Pick out each line of the listing below that contains the word "water", and copy those lines without any changes.

^^^^^^^^^^^^^^^^

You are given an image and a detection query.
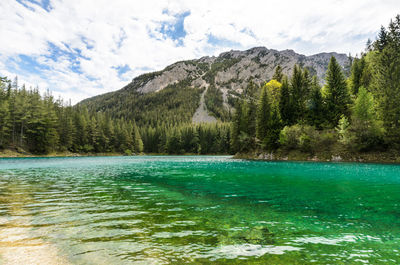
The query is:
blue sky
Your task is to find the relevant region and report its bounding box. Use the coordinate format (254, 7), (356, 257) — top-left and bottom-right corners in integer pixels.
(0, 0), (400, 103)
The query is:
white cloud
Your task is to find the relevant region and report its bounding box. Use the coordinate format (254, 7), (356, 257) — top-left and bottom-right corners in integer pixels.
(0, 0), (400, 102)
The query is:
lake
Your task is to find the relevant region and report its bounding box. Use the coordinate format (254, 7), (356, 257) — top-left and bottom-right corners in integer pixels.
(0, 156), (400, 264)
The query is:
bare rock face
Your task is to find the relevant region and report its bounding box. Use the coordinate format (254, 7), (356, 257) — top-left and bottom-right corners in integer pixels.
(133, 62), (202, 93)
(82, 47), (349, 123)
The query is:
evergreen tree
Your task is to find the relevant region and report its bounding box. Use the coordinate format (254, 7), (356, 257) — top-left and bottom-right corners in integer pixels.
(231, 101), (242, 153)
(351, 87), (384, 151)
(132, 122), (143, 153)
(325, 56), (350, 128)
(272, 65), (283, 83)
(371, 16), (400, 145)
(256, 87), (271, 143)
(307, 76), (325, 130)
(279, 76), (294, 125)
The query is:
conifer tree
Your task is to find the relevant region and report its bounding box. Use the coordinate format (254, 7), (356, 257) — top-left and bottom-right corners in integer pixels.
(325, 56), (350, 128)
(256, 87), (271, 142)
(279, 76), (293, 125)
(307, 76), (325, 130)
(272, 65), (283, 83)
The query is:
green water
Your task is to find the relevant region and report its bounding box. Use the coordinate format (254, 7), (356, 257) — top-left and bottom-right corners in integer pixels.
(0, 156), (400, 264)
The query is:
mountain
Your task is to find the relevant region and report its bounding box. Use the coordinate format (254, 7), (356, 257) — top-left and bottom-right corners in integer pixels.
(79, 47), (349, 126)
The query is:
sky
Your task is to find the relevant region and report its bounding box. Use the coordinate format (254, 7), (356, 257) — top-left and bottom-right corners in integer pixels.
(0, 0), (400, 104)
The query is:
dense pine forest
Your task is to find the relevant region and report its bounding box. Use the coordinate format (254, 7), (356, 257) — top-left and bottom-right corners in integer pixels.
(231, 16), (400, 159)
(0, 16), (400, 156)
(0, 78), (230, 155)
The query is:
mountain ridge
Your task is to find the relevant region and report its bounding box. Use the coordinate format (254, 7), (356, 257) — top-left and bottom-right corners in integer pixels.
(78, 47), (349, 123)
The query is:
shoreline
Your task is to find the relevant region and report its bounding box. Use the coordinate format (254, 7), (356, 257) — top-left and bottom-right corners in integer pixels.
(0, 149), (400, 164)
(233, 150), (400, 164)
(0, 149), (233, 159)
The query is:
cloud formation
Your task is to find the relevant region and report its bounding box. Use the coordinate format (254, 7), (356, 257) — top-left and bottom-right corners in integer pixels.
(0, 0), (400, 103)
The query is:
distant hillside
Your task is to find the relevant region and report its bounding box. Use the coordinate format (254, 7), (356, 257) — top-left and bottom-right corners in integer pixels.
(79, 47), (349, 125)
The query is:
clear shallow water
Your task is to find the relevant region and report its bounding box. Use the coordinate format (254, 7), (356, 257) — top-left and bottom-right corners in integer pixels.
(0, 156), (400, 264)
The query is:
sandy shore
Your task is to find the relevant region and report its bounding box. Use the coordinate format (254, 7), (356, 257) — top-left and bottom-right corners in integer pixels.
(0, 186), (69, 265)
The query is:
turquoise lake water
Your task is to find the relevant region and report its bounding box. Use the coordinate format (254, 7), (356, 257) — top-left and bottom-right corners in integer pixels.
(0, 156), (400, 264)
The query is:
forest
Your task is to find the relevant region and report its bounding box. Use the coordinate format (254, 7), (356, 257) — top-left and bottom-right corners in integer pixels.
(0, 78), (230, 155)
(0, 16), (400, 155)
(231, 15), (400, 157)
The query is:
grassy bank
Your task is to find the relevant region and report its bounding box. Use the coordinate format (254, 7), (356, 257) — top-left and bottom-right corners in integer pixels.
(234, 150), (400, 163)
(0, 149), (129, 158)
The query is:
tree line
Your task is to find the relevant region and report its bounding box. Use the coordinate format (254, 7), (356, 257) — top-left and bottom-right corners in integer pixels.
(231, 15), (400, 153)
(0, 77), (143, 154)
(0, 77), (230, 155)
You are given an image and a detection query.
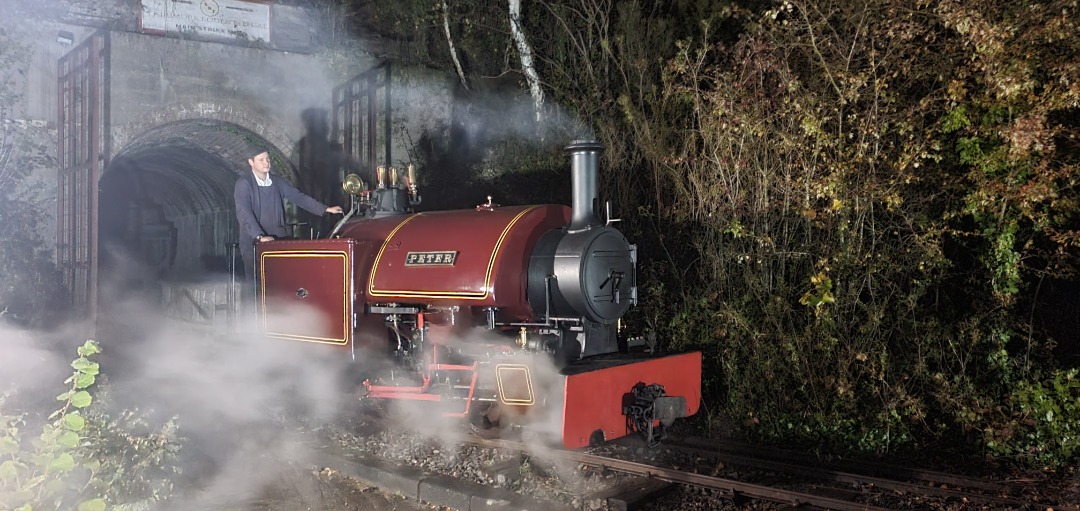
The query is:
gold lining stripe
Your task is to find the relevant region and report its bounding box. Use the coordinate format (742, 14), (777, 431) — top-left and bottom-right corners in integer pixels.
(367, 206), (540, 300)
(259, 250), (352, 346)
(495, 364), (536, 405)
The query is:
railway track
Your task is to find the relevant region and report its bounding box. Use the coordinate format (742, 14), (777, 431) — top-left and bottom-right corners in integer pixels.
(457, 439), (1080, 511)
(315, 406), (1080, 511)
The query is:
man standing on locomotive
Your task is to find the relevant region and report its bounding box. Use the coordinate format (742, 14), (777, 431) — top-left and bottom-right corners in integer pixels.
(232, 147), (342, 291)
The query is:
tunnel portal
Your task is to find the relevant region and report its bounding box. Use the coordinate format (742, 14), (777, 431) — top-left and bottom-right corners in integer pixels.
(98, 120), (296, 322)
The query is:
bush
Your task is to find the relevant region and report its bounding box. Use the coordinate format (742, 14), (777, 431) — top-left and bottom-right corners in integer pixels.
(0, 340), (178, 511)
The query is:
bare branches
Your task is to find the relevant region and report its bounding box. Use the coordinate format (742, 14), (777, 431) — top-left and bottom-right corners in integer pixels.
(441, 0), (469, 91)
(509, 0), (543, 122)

^^^^^^^^^^^^^^^^

> Reply
green water
clear shallow water
turquoise lake water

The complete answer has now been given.